## Set exercise
Each entry below must be repeated word for word.

─── Items ───

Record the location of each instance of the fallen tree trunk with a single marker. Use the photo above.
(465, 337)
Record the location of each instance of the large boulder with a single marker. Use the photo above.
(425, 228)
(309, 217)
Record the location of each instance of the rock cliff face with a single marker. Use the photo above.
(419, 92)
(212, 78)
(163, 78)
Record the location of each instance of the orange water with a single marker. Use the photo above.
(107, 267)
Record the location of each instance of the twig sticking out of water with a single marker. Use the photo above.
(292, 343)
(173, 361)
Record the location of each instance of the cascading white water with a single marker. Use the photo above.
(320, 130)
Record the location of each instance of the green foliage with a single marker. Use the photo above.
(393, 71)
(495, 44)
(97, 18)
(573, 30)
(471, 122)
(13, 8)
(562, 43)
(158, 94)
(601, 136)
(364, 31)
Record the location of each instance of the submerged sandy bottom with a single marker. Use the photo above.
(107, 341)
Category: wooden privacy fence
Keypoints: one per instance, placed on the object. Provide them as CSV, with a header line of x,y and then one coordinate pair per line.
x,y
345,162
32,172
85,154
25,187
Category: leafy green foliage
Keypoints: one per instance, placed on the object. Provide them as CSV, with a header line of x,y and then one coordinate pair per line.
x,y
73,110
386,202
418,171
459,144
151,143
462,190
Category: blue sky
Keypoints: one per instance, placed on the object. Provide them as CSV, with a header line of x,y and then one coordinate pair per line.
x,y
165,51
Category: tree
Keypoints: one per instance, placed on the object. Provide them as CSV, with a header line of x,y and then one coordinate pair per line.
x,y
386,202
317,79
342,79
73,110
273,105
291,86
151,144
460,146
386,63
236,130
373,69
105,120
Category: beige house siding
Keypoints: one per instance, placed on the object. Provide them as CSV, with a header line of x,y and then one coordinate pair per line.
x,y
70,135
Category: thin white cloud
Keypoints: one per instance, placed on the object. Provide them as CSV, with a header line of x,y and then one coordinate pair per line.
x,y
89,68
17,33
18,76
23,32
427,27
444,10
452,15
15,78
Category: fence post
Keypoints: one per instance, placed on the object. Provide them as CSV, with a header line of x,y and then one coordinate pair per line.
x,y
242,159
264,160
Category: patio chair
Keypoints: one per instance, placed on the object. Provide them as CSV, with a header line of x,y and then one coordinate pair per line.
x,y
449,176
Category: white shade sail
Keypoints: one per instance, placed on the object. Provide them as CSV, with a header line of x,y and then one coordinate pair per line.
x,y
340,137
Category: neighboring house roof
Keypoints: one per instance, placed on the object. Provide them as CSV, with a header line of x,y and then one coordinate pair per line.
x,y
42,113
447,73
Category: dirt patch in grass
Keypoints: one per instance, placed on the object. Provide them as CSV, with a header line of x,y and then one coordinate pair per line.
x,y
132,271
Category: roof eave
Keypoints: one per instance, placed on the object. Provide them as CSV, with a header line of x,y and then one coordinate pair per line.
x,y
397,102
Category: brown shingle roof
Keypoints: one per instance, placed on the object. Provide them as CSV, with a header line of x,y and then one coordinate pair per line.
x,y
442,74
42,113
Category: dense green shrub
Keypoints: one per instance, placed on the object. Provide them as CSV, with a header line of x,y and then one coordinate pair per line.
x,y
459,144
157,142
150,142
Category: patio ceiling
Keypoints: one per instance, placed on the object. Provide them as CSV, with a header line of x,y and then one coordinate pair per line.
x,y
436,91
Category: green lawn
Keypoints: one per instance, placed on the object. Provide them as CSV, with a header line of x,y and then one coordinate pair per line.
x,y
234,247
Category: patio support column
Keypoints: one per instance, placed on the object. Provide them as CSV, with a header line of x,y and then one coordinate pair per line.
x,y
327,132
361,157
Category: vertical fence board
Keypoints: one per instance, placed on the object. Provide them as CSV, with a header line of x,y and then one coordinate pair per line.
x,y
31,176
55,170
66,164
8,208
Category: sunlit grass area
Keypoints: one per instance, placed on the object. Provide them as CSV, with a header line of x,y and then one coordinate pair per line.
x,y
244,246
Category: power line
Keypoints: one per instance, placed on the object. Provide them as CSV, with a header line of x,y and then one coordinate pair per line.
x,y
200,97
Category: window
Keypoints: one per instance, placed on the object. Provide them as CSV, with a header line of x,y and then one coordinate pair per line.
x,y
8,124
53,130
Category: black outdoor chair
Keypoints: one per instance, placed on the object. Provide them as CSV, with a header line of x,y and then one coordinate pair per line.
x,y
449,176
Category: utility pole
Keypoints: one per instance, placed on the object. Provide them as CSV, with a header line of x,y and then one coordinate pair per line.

───

## Finished answer
Record the location of each instance of the fallen tree trunk with a single marker. Use the photo above.
(465, 337)
Record the location of each instance of the large boulder with a single marker. Use the photo above.
(425, 228)
(309, 217)
Record the location of each instance of the rock cliff face with a single marker. Use the photo above.
(419, 92)
(212, 78)
(163, 78)
Record the location of each instance of the orange water with a single marker. Use the photo above.
(107, 267)
Record the location of each instance of the twig sticking out of water with a single marker. Use the photo above.
(292, 343)
(173, 361)
Record the location of each instance of the cascading white water with a single marker. Use the photo above.
(320, 130)
Record the location of each instance of the green foliage with a single marker. Use the photo above.
(393, 71)
(495, 44)
(97, 18)
(573, 30)
(471, 122)
(13, 8)
(562, 43)
(158, 94)
(601, 136)
(364, 31)
Record the location of each instance of the submerged sandy bottom with a single marker. Use the photo above.
(107, 341)
Category: wooden privacy fence
Keypoints: one per instance, placed on the object. Provide them as CSV, with a header line of x,y and then one coordinate pair per line.
x,y
345,162
32,172
85,154
25,187
Category: leafy green foliage
Keypoints: one per instance, placed on the object. Provide them as CSV, with a header line of x,y and then one coordinate pair per line.
x,y
73,110
386,202
418,171
459,144
151,143
462,190
Category: blue sky
Keypoints: one per instance, placed on the object. Provide them as CSV, with a header line of x,y and then one coordinate pair per line.
x,y
165,51
Category: tree
Keypoints: one per instance, placed on the object. Provide them as CSV, with a header line of x,y and then one coordinate pair per line.
x,y
386,202
317,79
342,79
73,110
273,105
291,86
151,144
460,146
386,63
236,130
373,69
105,120
Category: beige house siding
Keypoints: one per instance, placed on the object. Provide them as CSV, with a header line of x,y and then one coordinate pair per line.
x,y
70,135
Category: thin white cloud
Keypoints: one per instance, placed on the object. Provide them as CSV, with a header line of x,y and then one coordinate pair per line.
x,y
89,68
17,33
18,76
23,32
427,27
444,10
452,15
15,78
Category: fence post
Keypoints: one per instance, placed on the object. Provide them as CSV, with a header line of x,y and then one coordinate pair per line.
x,y
242,159
264,160
Category: patio chair
Keypoints: one per instance, placed on the object. Provide them as CSV, with a header line of x,y and then one coordinate pair per line.
x,y
449,176
Category: white shade sail
Keypoints: one per instance, placed on the object. Provide them as CSV, with a header line of x,y and then one coordinate pair per line.
x,y
340,137
Category: neighboring house roof
Keypoints: one per instance, placed on the object. Provide them as CSV, with a header line of x,y and then one coordinate pair per line.
x,y
42,113
447,73
Category: dirt patch in grass
Keypoints: one per instance, placed on the object. Provide them as CSV, with a header line of x,y and then one coordinate pair per line.
x,y
132,271
Category: roof eave
Keypoints: one per instance, placed on the object. Provide them as CSV, with a header line of x,y and then one coordinate pair per line.
x,y
397,102
Category: brown shingle roof
Keypoints: one per instance, placed on the object. Provide them as CSV, with a header line of x,y and then one coordinate pair per line.
x,y
442,74
42,113
Category: dense green shrub
Keypoints: one per instance, placed on the object. Provide them as CSV, with a header line of x,y and then one coordinate pair per line.
x,y
459,144
157,142
150,142
Category: patio ceiling
Keypoints: one per instance, placed on the object. Provide them as CSV, with a header line of x,y and then one coordinate pair per line.
x,y
436,91
Category: green lawn
Keypoints: one per instance, placed on the object. Provide them as CSV, with a header line of x,y and then one coordinate pair per line.
x,y
234,247
Category: patio support column
Keypoints: one per instance, placed on the object. Provide them as CSV, with a header line of x,y and then one coordinate pair per line.
x,y
327,132
361,157
Category: vertical fence board
Keypoints: one per instance, placed on the object. Provide them as CSV, with a header line of x,y and then one coordinate pair per line.
x,y
31,176
55,170
66,164
8,208
Category: sunlit grass area
Keypoints: one per instance, placed on the object. Provide them as CSV, with a header line of x,y and then one coordinate pair per line.
x,y
244,246
Category: power line
Keypoints: one per instance, placed on the object. Provide them as CSV, with a header line of x,y and then one coordinate pair per line.
x,y
200,97
Category: window
Keypoints: one per instance, placed on the object. Provide them as CSV, with a header line of x,y and then one coordinate pair per line.
x,y
8,124
53,130
Category: black outdoor chair
Keypoints: one per instance, placed on the object. Provide them as CSV, with a header line of x,y and then one coordinate pair per line.
x,y
449,176
Category: utility pole
Keypoints: one per instance, placed on the object. Provide them as CSV, with a header line of x,y and then one coordinate pair per line.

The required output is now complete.